▶ **SOURCE RECORDS**:
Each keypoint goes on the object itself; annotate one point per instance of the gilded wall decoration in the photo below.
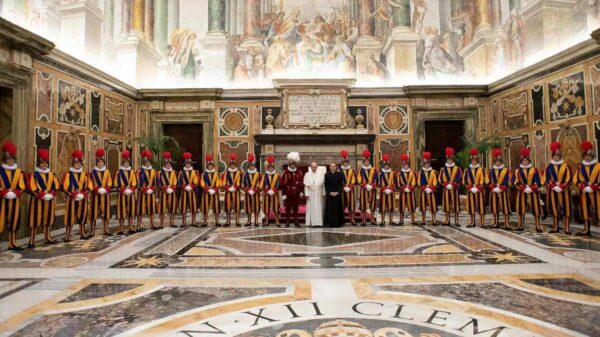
(537, 104)
(567, 97)
(233, 122)
(43, 103)
(113, 115)
(71, 104)
(95, 101)
(393, 119)
(515, 111)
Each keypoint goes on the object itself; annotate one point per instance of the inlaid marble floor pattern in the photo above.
(392, 281)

▶ **STATED EXERCISE**:
Only those lines running from the one containing "the photo above." through the last line of the data above are to be copied, exactly, with both ends included.

▶ **ANSWER TO THIS TASK**:
Each keypoint goes on the object itself; annotate one point per instance of the inlaid marble floor pattern in the photo above.
(392, 281)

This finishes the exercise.